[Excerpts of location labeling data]
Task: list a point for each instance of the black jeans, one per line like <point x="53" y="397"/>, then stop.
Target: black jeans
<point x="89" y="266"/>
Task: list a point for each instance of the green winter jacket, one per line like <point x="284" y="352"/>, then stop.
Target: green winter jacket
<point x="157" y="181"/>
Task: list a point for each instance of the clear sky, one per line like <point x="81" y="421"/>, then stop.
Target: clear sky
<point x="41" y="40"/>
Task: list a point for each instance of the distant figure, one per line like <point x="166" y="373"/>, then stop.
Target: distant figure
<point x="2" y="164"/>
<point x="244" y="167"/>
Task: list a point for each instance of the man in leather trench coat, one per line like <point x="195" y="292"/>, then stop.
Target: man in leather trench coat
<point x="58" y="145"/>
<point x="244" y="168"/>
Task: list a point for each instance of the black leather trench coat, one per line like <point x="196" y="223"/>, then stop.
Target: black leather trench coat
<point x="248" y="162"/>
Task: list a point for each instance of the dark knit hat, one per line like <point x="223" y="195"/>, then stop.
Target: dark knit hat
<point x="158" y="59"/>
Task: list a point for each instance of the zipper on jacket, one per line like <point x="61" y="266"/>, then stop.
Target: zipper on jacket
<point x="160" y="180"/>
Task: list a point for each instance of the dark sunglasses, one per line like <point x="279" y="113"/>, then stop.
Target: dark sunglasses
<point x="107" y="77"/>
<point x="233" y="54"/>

- TASK DETAILS:
Give back the data above exactly as it appears.

- EXPECTED ANSWER:
Task: list a point for each instance of the black jeans, one per line like <point x="53" y="397"/>, then stop.
Target: black jeans
<point x="89" y="266"/>
Task: list a point for each instance of the green winter jacket, one per line like <point x="284" y="352"/>, then stop.
Target: green winter jacket
<point x="157" y="181"/>
Task: list a point for each instance of the clear sky, one per line like <point x="81" y="421"/>, then stop.
Target: clear sky
<point x="41" y="40"/>
Task: list a point for each instance of the distant figure, one per line like <point x="166" y="373"/>, then stop.
Target: distant figure
<point x="2" y="164"/>
<point x="244" y="167"/>
Task: list a point for each instance of the man in leather trench coat, one per line like <point x="195" y="292"/>, then stop.
Target: man in leather trench coat
<point x="58" y="145"/>
<point x="244" y="168"/>
Task: list a point for each instance of the black leather trench coat, one per line like <point x="196" y="223"/>, then stop.
Target: black leather trench coat
<point x="248" y="162"/>
Task: list a point for each instance of the dark knit hat, one per line like <point x="223" y="195"/>, then stop.
Target: dark knit hat
<point x="158" y="59"/>
Task: list a point for each instance of the zipper on jacket, one per line like <point x="61" y="266"/>, then stop.
Target: zipper on jacket
<point x="160" y="180"/>
Task: list a point for each instance of the dark sunglasses, one per line like <point x="279" y="113"/>, then stop.
Target: dark sunglasses
<point x="107" y="77"/>
<point x="233" y="54"/>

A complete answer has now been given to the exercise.